_Task details_: Find every row below that contains the string "metal", and copy each of those rows in full. Case counts.

/---

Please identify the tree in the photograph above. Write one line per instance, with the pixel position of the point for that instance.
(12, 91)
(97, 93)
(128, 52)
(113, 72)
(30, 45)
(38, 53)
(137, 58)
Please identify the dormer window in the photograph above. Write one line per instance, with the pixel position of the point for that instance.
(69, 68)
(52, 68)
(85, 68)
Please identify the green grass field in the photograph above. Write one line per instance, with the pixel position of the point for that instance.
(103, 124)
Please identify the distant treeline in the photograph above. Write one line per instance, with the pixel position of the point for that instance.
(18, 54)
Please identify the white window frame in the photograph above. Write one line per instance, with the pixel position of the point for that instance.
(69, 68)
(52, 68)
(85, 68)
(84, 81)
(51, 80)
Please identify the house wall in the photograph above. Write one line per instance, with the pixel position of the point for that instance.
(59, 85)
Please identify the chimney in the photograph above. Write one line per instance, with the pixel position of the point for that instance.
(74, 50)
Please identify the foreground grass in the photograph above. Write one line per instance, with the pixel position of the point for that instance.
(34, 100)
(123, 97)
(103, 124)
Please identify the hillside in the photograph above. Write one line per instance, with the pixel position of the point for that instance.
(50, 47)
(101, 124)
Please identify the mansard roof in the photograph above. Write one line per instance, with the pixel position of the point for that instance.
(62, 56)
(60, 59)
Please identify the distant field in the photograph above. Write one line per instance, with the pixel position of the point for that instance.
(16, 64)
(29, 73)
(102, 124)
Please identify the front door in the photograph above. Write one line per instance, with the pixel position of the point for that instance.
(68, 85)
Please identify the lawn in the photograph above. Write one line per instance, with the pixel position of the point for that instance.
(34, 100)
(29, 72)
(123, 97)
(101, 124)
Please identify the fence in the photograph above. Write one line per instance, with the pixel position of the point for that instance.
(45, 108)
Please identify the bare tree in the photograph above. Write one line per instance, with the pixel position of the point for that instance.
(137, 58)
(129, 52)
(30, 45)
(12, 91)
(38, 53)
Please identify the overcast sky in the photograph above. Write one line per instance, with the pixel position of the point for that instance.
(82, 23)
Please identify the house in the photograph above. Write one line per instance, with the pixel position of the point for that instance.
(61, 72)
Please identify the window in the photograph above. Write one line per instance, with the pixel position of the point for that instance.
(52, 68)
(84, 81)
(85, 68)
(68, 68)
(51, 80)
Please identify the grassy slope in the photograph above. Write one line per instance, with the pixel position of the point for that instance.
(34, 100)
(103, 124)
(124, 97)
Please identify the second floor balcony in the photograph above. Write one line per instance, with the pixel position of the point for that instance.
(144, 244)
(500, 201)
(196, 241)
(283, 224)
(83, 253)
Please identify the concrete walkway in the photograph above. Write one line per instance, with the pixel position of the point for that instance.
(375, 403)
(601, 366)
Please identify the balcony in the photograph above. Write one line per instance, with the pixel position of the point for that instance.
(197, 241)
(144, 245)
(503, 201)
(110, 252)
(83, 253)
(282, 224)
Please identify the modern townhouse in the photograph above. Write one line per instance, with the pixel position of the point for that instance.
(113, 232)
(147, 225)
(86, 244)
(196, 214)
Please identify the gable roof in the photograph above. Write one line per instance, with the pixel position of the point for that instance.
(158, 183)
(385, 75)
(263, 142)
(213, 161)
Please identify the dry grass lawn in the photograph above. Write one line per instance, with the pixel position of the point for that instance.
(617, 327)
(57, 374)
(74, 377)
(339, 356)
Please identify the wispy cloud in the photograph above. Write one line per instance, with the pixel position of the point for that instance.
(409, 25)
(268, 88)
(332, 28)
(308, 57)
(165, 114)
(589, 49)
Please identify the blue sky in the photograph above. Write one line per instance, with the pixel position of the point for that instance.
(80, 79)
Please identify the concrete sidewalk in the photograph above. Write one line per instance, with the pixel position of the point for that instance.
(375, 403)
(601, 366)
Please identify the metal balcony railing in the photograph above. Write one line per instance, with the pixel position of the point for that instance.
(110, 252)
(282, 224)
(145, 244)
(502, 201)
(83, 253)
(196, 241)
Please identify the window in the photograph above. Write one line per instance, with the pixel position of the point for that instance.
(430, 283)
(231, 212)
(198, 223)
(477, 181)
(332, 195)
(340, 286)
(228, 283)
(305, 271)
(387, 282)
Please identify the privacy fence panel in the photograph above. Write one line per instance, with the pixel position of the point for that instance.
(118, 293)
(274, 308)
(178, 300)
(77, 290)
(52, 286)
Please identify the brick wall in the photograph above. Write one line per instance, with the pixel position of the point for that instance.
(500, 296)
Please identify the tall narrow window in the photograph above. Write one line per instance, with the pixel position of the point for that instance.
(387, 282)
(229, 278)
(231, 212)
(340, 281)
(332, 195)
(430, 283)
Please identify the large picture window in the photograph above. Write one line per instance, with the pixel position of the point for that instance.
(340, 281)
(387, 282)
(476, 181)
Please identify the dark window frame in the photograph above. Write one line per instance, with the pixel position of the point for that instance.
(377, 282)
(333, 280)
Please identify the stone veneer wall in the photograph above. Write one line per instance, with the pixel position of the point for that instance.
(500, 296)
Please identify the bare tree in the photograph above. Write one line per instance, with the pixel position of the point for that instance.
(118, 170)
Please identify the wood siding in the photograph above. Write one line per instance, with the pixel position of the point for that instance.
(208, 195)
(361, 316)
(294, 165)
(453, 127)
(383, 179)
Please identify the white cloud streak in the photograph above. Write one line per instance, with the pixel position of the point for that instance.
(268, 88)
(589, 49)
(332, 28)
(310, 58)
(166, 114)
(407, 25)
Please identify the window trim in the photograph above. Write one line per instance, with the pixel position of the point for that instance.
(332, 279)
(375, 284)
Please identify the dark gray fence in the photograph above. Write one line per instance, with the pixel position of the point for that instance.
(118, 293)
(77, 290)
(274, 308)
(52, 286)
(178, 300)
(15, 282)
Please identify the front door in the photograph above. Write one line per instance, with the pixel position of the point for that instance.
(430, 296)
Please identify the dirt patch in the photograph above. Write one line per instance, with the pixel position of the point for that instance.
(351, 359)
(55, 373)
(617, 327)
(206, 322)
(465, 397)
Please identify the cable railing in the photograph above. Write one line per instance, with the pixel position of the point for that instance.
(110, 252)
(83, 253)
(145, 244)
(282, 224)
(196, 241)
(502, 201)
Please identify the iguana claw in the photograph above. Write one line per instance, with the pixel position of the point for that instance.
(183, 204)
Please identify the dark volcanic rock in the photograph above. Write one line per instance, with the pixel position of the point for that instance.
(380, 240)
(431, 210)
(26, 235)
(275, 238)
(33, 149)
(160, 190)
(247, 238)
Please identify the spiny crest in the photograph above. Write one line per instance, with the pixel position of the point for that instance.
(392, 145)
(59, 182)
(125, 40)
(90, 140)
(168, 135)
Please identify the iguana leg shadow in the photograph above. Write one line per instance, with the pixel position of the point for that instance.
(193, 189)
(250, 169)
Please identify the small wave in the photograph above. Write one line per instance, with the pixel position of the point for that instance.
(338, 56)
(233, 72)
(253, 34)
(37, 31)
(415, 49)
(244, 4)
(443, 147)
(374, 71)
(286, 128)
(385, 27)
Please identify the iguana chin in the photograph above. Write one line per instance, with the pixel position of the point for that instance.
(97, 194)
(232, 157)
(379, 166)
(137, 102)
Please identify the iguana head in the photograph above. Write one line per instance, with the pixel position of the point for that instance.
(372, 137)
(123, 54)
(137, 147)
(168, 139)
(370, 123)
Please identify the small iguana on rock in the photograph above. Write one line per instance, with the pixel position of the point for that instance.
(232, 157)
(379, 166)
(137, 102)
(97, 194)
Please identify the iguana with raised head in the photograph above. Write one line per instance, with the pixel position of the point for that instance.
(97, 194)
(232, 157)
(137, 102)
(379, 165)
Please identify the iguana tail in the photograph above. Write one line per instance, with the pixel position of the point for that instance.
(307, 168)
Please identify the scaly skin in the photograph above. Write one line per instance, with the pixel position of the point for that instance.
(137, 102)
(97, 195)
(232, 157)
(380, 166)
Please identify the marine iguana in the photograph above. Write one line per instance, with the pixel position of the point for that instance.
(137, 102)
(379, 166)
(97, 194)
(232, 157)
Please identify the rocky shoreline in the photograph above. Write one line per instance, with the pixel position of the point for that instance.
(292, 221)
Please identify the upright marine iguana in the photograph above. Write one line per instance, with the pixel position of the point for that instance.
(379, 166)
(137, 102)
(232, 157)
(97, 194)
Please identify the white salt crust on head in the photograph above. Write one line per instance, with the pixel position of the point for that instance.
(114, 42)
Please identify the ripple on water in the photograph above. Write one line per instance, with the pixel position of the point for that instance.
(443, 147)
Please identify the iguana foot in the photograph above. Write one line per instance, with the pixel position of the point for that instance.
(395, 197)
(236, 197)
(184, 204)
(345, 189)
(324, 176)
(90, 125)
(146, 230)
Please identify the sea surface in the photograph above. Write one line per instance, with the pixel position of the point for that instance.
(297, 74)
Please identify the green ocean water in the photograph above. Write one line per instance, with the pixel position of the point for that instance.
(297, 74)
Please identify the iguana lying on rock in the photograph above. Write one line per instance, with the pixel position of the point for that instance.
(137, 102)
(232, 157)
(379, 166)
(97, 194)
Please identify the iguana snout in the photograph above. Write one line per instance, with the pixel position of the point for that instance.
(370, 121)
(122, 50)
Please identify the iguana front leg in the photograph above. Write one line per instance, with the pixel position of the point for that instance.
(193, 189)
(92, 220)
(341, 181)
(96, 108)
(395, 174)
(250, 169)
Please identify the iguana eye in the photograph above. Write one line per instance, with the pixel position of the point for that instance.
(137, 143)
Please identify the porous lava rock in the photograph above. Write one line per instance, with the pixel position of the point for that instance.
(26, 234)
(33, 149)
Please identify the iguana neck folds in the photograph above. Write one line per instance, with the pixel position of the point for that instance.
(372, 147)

\---
/---

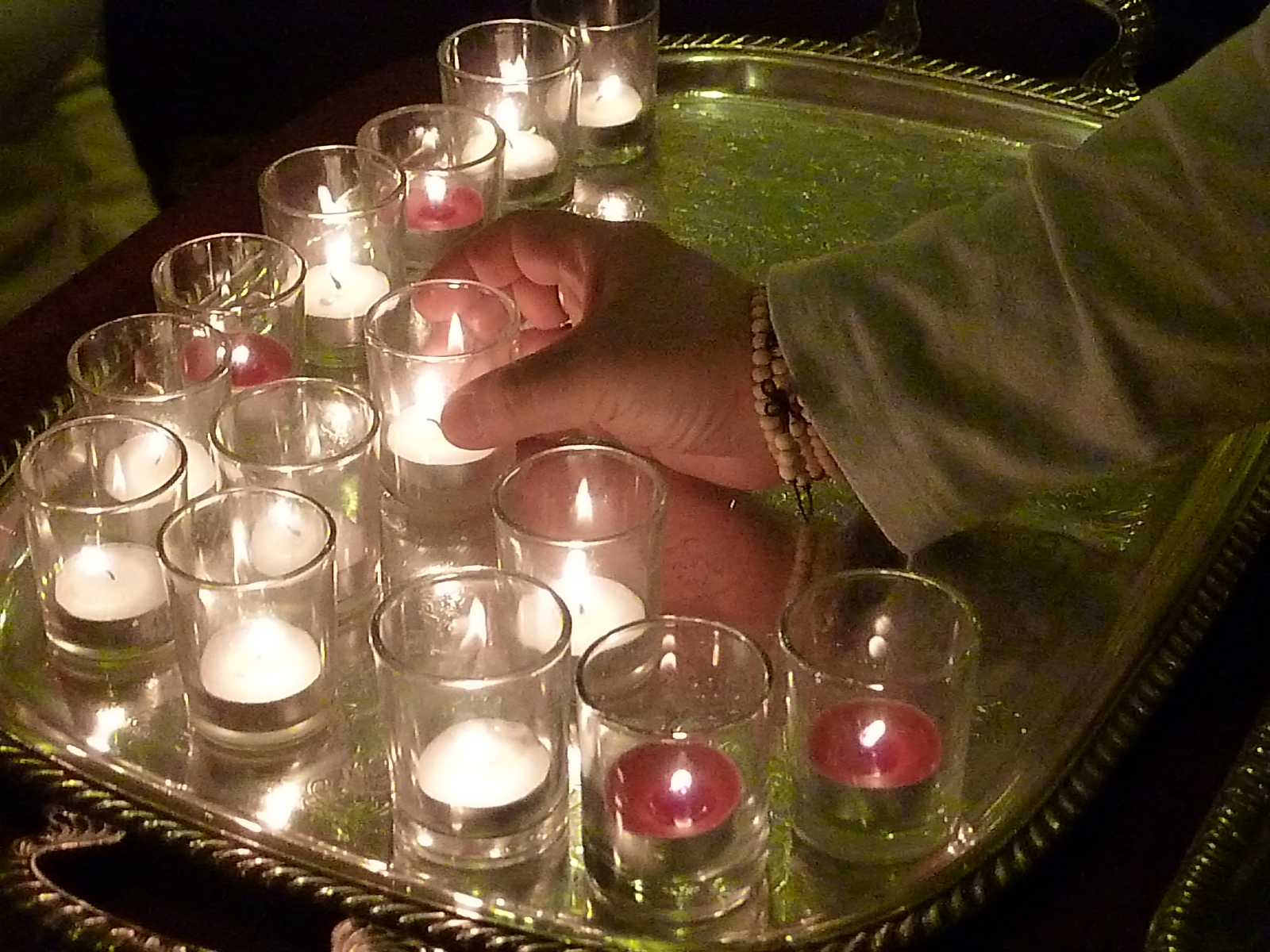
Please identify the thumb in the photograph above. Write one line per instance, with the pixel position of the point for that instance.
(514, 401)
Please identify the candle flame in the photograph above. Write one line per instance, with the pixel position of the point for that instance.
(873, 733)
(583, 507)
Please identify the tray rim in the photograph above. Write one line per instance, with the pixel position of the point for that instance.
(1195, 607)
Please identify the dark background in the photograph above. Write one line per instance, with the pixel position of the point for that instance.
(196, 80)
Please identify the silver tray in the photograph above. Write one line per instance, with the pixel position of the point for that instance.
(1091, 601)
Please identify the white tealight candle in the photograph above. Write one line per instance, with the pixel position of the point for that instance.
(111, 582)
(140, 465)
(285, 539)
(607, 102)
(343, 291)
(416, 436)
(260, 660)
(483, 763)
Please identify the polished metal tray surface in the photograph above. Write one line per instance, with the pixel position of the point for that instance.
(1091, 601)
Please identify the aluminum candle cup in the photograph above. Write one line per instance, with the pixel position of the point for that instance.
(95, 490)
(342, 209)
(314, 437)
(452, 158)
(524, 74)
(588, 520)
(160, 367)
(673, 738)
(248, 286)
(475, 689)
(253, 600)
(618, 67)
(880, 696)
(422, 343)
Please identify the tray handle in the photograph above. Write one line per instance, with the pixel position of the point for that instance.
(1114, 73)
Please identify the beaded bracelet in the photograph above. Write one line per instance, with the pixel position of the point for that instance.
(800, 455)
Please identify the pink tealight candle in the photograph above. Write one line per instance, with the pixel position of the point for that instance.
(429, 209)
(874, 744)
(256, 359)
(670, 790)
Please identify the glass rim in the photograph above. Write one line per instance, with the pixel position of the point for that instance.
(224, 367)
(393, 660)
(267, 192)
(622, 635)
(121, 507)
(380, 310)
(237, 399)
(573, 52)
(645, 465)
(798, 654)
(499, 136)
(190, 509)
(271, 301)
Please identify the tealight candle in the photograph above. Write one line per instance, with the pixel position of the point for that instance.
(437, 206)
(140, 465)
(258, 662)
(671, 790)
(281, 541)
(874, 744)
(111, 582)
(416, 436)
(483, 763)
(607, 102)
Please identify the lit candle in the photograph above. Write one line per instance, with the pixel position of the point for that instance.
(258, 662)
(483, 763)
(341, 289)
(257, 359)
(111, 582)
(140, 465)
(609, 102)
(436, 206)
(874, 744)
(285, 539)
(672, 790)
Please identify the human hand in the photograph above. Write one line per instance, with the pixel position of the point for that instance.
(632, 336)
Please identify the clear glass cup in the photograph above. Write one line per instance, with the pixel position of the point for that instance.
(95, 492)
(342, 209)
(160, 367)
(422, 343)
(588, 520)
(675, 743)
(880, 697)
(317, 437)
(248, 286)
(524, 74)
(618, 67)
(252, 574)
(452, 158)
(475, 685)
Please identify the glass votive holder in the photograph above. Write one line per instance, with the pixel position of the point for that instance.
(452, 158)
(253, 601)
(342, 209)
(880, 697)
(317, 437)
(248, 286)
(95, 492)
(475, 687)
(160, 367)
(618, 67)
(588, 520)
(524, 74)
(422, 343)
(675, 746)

\---
/---

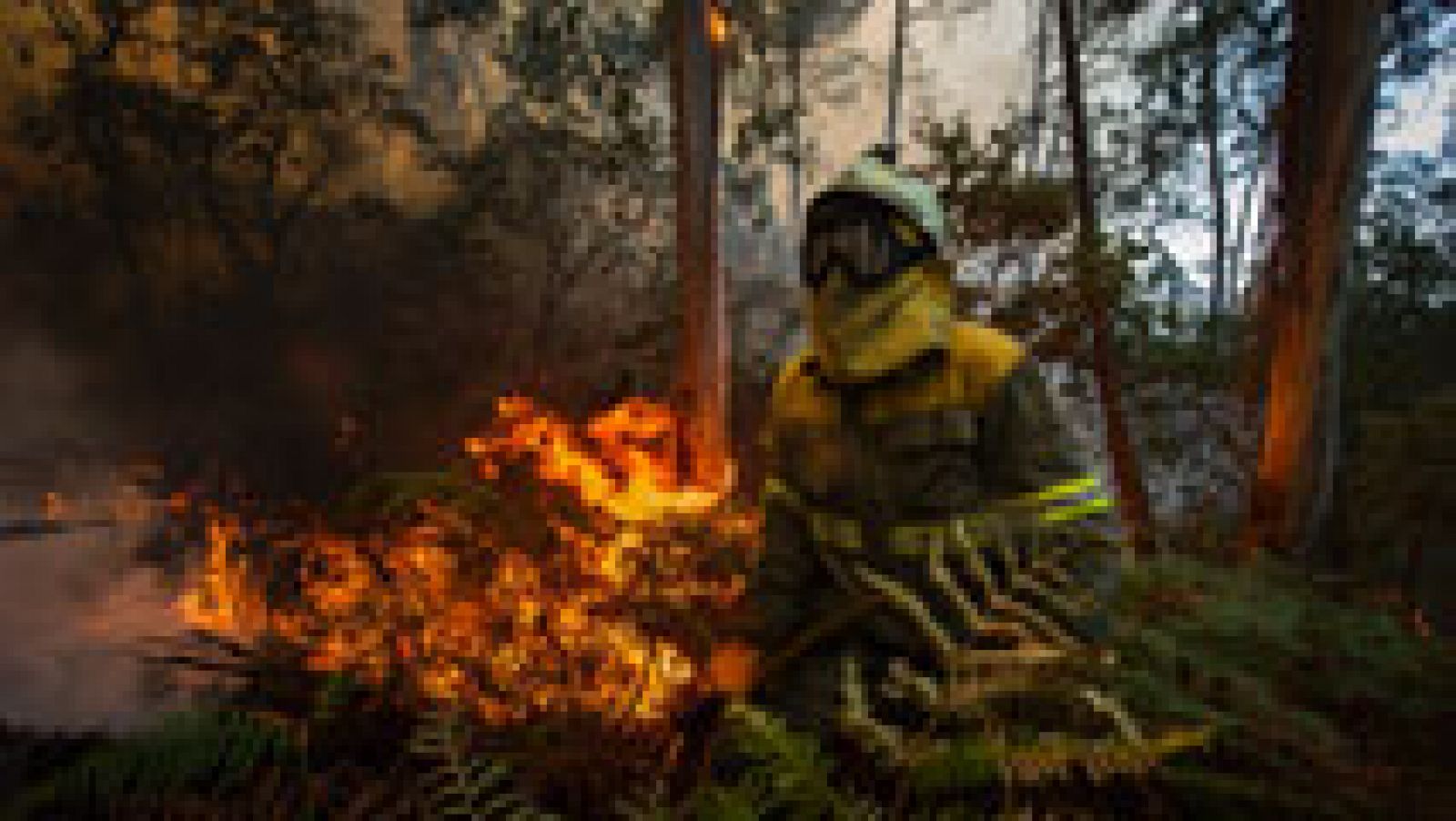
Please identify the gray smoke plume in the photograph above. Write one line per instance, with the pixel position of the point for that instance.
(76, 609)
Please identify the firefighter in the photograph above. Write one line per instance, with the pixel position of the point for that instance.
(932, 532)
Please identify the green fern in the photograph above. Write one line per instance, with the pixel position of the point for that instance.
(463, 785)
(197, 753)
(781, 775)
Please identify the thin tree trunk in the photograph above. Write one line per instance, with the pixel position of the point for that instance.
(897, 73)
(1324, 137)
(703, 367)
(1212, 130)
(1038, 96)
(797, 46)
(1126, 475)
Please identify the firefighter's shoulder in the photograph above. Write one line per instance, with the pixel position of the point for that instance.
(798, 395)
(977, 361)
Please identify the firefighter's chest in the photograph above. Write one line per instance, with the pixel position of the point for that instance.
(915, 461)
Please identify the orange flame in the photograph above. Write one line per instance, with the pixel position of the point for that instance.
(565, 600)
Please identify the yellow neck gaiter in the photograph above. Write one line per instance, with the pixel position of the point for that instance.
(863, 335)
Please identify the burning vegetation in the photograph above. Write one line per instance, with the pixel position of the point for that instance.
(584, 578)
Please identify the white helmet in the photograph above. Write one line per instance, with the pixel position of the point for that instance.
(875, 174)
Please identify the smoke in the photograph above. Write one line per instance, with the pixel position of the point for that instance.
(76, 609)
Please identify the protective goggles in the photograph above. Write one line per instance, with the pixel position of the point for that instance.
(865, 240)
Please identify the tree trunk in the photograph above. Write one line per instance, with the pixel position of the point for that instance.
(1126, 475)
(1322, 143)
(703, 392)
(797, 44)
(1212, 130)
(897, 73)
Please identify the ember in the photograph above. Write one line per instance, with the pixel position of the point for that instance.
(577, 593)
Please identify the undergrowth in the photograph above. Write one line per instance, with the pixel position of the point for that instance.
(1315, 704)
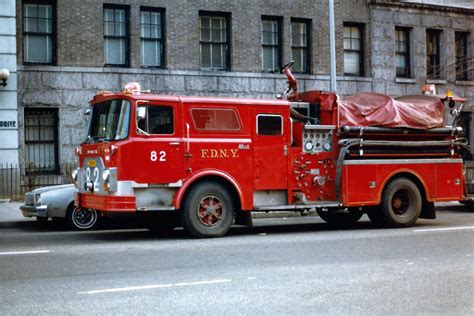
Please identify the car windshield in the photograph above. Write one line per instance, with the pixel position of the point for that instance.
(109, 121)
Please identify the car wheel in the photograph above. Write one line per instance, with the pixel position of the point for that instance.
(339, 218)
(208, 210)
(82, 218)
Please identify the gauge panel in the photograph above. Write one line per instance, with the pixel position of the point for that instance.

\---

_Result_:
Please identify the metal balcony railing in the photograph above. Write one line per instance, with the pixel position of the point for that instance.
Please identify the polished metal tray surface in the photograph above. Write one line per instance, with the pixel position of the point for that instance.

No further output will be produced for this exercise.